» **Rows**
---
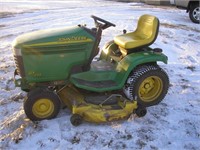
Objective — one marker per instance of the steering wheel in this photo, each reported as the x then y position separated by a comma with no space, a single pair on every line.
99,22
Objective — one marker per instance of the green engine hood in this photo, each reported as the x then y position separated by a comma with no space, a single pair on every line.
53,37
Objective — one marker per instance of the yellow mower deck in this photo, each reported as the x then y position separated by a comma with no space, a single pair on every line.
96,113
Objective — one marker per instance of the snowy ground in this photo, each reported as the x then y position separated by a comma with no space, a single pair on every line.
173,124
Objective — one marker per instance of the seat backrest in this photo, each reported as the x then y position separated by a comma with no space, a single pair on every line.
147,28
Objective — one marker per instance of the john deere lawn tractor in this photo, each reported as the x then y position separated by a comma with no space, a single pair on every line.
56,67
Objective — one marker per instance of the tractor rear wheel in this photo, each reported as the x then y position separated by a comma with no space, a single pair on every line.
148,84
41,104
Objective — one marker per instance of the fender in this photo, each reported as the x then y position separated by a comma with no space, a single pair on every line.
129,62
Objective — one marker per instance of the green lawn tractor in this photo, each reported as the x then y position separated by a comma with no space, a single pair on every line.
56,67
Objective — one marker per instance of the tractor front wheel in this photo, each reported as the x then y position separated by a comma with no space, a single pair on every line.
41,104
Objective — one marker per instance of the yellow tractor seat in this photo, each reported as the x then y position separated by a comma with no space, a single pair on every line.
144,35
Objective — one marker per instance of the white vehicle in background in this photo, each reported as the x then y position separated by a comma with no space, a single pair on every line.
191,6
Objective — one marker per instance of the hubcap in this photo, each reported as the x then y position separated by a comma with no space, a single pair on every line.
43,108
150,89
196,13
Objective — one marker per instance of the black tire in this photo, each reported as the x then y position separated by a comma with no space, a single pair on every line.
148,84
76,120
194,12
141,111
41,104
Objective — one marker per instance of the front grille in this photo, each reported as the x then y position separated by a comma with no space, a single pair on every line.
19,65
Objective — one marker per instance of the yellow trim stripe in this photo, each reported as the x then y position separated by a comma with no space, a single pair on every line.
58,43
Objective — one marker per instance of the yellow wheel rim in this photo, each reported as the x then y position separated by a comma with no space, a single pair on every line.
43,108
150,89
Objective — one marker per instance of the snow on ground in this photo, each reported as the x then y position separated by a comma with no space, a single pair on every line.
173,124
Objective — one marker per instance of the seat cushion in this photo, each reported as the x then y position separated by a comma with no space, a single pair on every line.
144,35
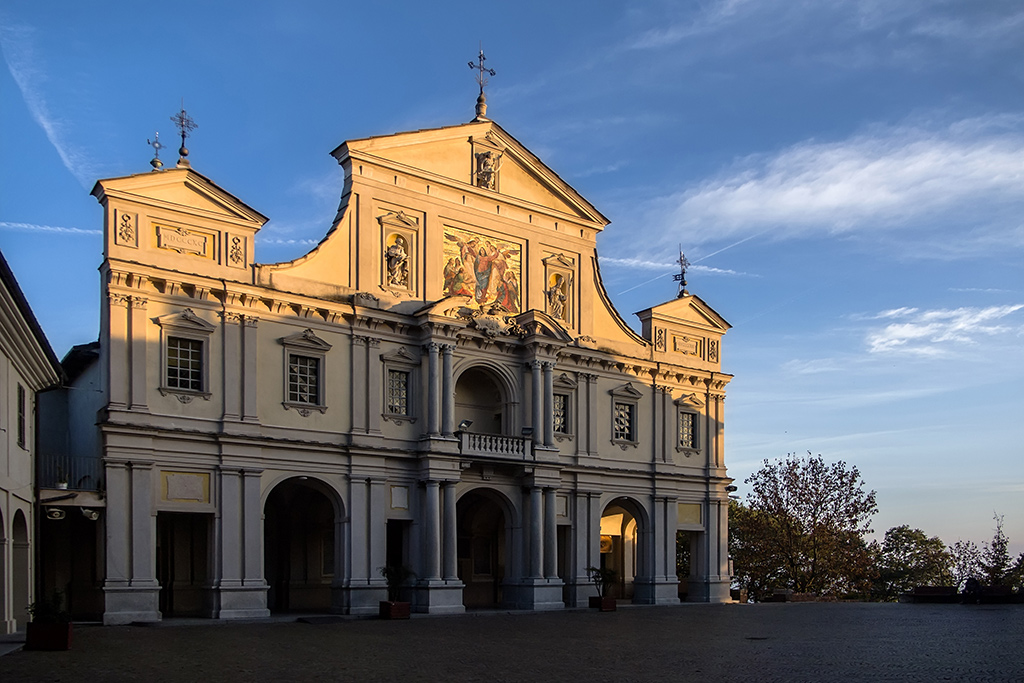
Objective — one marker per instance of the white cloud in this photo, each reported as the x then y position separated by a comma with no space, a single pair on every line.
16,43
936,333
32,227
893,180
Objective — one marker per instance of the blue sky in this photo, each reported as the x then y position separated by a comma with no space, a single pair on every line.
847,178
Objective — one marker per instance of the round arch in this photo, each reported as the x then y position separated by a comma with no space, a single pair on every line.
486,395
303,542
625,541
485,526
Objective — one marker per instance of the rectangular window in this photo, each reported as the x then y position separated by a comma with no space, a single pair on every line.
184,364
560,418
624,427
397,392
20,416
687,432
303,380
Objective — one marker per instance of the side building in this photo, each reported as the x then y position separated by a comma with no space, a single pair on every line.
442,383
27,367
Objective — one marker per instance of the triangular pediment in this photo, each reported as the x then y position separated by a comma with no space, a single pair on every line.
306,339
185,319
687,310
450,153
180,189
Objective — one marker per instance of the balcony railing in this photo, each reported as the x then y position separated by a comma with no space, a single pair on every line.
495,445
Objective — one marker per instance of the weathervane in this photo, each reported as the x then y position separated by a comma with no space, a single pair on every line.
681,275
185,125
481,78
157,146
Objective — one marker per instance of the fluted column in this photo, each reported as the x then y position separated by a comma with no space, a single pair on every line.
536,532
550,536
432,388
549,404
451,539
535,368
448,391
431,531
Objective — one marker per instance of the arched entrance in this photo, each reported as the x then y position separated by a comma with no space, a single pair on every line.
478,398
300,546
621,534
482,531
20,570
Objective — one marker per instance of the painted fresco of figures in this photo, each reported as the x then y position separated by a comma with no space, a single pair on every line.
479,267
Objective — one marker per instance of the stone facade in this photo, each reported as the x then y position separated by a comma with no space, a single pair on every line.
442,383
27,367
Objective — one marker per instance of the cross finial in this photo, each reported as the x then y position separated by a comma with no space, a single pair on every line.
157,146
681,275
185,125
481,78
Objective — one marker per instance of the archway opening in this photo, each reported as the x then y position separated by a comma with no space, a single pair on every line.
478,398
300,546
620,545
481,549
183,562
20,570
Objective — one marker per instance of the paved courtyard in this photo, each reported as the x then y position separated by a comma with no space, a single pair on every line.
765,642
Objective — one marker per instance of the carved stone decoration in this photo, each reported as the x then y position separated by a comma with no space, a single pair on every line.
659,343
396,260
236,252
126,233
487,165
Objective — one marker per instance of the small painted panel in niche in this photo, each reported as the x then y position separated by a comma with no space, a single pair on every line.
485,268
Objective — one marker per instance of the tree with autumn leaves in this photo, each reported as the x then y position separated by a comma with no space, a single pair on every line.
804,525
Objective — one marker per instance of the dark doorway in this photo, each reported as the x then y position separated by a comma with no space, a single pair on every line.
299,549
481,528
182,562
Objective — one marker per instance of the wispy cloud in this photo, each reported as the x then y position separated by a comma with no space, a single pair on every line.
935,333
17,45
890,180
32,227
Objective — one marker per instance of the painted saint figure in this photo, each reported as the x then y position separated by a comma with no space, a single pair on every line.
397,263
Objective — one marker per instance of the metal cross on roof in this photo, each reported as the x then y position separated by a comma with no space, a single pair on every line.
681,275
185,125
481,79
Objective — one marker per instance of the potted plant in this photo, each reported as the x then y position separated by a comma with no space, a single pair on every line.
50,627
395,575
603,579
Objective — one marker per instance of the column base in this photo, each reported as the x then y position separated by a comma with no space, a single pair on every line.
438,597
242,602
655,592
124,604
537,594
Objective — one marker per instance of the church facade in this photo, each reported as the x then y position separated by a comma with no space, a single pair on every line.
441,384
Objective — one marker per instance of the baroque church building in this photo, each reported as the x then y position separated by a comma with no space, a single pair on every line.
441,384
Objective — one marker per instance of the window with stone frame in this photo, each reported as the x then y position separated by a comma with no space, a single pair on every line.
397,392
399,385
20,417
305,360
303,380
625,404
560,417
687,429
185,355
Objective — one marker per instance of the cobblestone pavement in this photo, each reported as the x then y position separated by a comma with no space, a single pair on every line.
765,642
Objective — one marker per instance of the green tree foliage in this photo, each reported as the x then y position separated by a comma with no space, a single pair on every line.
803,527
907,558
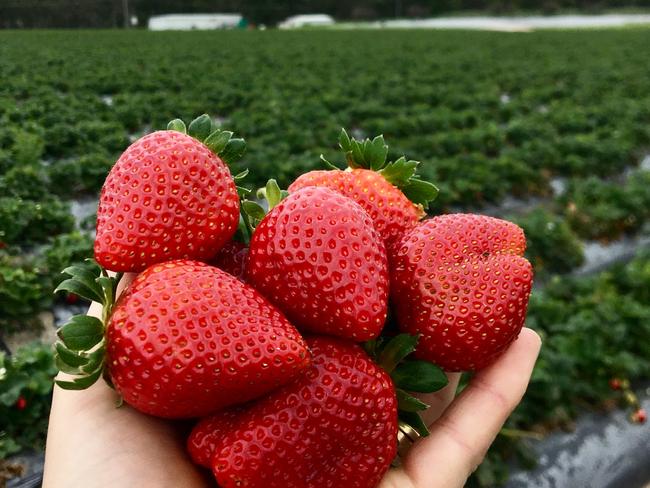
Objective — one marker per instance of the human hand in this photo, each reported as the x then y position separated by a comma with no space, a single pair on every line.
93,444
462,429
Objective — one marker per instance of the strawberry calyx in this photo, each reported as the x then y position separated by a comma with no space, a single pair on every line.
253,211
373,155
81,348
409,376
220,142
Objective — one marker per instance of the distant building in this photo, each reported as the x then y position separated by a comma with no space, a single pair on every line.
306,21
195,21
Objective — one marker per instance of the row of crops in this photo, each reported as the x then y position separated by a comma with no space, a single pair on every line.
556,121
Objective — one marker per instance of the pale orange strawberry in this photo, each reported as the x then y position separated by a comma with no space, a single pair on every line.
389,192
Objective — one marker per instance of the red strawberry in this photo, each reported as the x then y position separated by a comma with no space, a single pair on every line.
391,212
187,339
21,403
232,259
167,197
335,425
317,256
460,280
377,185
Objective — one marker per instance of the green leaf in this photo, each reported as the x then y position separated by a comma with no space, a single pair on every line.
243,191
409,403
95,360
233,151
87,278
399,172
420,192
75,286
241,176
178,125
356,157
375,153
328,164
81,333
415,421
200,127
344,141
395,350
217,140
273,193
253,209
80,383
420,376
68,357
66,368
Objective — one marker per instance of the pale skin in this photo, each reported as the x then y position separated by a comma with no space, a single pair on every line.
92,444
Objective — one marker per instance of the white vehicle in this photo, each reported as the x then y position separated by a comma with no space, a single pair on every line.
310,20
194,21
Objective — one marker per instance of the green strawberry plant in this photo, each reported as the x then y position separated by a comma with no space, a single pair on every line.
25,397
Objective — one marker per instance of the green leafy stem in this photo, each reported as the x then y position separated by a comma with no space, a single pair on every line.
81,348
221,142
408,374
373,154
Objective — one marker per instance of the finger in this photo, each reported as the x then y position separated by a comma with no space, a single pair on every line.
440,400
460,438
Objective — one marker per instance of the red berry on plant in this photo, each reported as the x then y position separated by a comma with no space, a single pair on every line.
335,425
169,196
317,256
21,403
461,282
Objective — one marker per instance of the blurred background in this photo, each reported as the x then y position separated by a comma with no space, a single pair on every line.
533,110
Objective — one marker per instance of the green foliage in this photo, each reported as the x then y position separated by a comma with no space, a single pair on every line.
27,181
593,329
28,222
25,398
552,247
599,209
81,175
489,115
65,250
23,294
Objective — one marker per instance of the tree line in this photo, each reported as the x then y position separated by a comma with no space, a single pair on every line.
117,13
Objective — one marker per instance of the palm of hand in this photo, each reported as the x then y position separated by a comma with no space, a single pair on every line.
92,443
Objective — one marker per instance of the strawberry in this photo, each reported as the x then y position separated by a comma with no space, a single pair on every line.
184,340
317,256
379,187
461,282
232,259
169,196
335,425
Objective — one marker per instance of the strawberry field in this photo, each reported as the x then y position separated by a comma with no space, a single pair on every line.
550,130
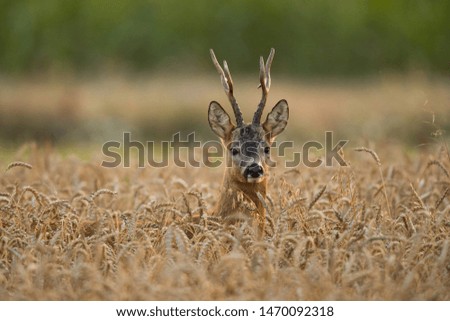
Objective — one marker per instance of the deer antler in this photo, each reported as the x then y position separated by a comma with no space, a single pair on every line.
227,83
264,78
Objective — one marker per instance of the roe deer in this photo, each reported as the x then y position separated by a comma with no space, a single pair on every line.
247,148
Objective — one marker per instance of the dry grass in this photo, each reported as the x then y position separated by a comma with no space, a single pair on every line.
72,230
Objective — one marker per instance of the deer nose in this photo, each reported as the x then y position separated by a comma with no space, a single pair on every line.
254,170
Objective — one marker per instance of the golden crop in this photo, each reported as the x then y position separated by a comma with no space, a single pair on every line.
374,230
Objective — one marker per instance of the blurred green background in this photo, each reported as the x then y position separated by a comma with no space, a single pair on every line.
350,37
87,70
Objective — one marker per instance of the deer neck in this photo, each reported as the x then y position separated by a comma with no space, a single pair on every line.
234,192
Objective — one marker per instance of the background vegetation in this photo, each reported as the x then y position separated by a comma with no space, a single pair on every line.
315,38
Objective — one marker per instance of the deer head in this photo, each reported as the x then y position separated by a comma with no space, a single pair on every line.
247,145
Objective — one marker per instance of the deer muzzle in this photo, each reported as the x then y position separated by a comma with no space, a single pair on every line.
254,172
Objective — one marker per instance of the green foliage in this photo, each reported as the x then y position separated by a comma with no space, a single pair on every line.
322,37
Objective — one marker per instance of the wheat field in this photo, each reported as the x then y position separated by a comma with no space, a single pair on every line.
377,229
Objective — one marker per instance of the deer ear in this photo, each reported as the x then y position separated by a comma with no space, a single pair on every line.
276,120
219,120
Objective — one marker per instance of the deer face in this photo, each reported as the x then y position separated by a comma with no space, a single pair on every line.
248,146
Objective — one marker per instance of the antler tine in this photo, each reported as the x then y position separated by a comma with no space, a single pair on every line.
227,83
265,82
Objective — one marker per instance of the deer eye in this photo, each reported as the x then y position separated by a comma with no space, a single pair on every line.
234,151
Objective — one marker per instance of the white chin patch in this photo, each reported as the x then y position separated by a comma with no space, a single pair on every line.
255,179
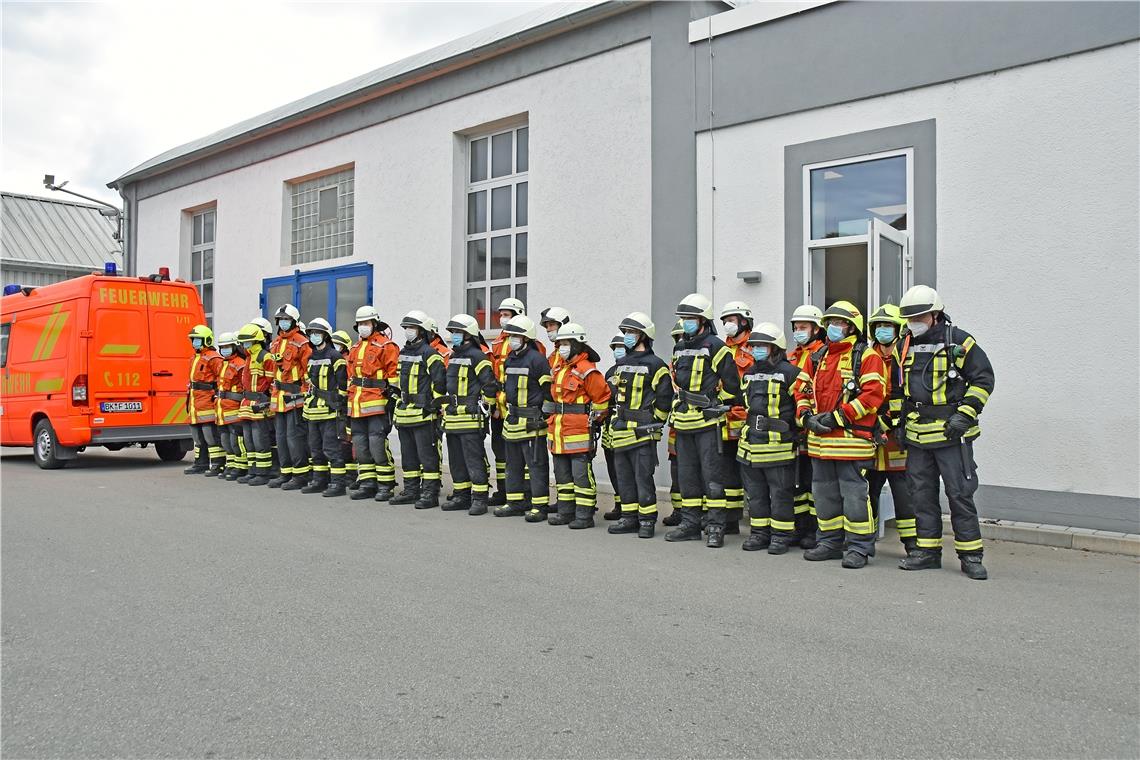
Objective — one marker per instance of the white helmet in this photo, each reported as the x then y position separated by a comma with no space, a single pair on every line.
694,304
288,311
807,313
571,332
554,315
513,304
640,321
738,309
768,333
520,325
464,324
920,300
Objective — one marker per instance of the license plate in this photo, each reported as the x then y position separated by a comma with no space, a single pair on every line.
120,406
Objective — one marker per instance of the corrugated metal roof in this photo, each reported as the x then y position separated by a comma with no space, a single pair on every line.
543,22
55,233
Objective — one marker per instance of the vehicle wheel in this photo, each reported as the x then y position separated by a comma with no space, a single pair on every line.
170,450
45,446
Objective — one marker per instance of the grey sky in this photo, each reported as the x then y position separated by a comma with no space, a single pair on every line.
90,90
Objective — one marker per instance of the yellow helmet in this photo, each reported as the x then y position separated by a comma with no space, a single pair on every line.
845,310
204,333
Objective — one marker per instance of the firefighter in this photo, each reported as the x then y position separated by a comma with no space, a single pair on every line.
343,343
708,385
946,382
673,519
257,381
578,406
767,441
618,346
527,385
423,383
839,410
373,369
291,356
737,321
471,394
889,465
807,335
325,410
641,406
205,369
230,394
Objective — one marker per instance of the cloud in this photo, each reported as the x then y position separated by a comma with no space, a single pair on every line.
90,90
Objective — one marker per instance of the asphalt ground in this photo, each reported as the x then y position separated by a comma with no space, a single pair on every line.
146,613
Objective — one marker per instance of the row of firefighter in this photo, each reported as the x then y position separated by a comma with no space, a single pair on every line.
800,434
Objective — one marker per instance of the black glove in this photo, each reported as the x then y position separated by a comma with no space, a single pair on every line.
958,424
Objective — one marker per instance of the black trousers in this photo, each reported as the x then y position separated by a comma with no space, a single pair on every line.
771,493
292,442
371,449
699,472
634,468
900,493
467,460
325,444
420,452
528,454
959,473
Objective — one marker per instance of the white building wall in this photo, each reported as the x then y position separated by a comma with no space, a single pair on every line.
589,201
1037,239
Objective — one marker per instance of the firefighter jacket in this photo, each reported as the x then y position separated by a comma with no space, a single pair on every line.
373,370
944,372
423,383
205,370
706,378
231,390
291,353
527,385
470,380
326,395
742,358
257,383
770,432
890,455
579,399
849,382
643,395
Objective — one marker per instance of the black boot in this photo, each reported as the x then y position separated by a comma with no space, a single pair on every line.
627,524
562,515
690,529
757,539
921,560
972,566
409,495
429,496
458,500
583,519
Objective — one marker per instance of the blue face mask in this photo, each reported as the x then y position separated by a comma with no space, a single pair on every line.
884,334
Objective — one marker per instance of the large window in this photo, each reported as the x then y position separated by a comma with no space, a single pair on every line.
320,217
496,226
202,251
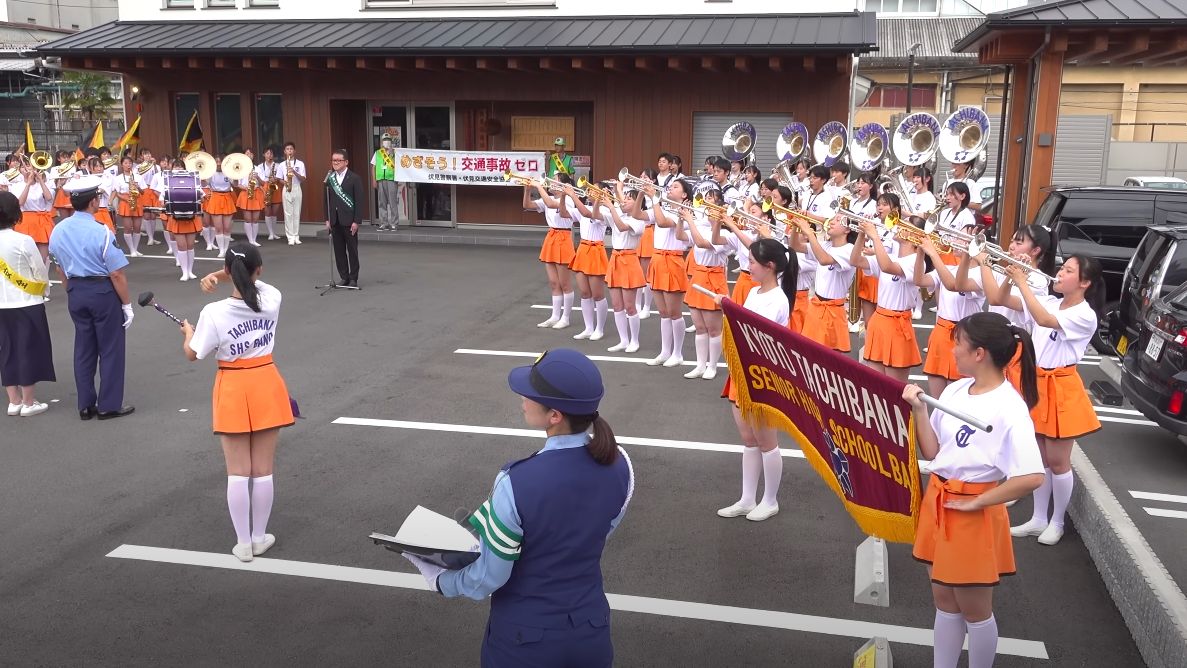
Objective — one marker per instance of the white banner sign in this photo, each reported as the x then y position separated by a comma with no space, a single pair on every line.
464,167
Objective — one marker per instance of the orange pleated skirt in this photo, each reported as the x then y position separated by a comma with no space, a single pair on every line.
623,271
249,396
713,278
964,548
558,247
37,224
890,339
742,287
666,272
940,344
220,204
1064,409
826,323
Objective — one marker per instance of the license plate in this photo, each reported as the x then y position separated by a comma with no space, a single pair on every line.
1154,348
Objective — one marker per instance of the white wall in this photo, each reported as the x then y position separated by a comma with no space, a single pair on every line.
156,10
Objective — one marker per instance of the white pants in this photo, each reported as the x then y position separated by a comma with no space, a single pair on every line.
291,199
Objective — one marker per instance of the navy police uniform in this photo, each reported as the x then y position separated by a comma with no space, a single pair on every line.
87,253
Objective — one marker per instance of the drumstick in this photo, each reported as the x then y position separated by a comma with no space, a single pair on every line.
146,299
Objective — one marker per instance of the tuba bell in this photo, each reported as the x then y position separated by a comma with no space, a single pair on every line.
738,141
829,145
964,138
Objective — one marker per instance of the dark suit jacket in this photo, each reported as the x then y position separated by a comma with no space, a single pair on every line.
338,211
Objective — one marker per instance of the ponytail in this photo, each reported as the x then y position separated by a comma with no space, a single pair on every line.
602,446
242,261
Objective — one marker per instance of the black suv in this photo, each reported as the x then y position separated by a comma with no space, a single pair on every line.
1108,223
1157,267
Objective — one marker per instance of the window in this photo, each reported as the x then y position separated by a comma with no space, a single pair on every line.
270,129
184,106
922,96
228,122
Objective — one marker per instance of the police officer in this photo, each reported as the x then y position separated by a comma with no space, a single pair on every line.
91,268
545,526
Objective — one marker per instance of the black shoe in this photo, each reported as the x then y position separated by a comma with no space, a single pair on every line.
114,414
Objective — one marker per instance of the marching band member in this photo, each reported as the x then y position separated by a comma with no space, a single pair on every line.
251,201
251,402
545,526
709,272
963,532
589,265
624,274
293,178
556,253
890,345
774,271
129,210
35,193
1061,330
273,180
220,205
666,274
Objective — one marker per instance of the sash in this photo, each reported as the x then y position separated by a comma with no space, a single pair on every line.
337,189
29,286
---
» **Exercise aim**
Output the line holding "Objective — one marker per instance of the police", then every later line through the end of the records above, exactly as given and nothing else.

» **Solved problem**
Objective — one marker per instance of the police officer in this photo, each reported as the x then y position separated by a comma with no space, a single pair on every line.
91,268
545,526
Objective — one marker per instance of the black shoe in this photo, each reported as the x then y position separated by a comma with no space, a single pair on every line.
114,414
Objective — one marker per instance of the marching band member in this photo, each reported as the x then y position separated by a comma with no space, a single pair on every line.
251,201
251,402
545,526
709,272
963,532
589,265
624,274
293,178
556,253
890,345
774,271
129,210
35,193
1061,330
273,180
220,205
666,274
Objective — one marker per instance of the sash in this photo, each reported as the x then y position separated by a comma with no space, a single pair on every line.
337,189
29,286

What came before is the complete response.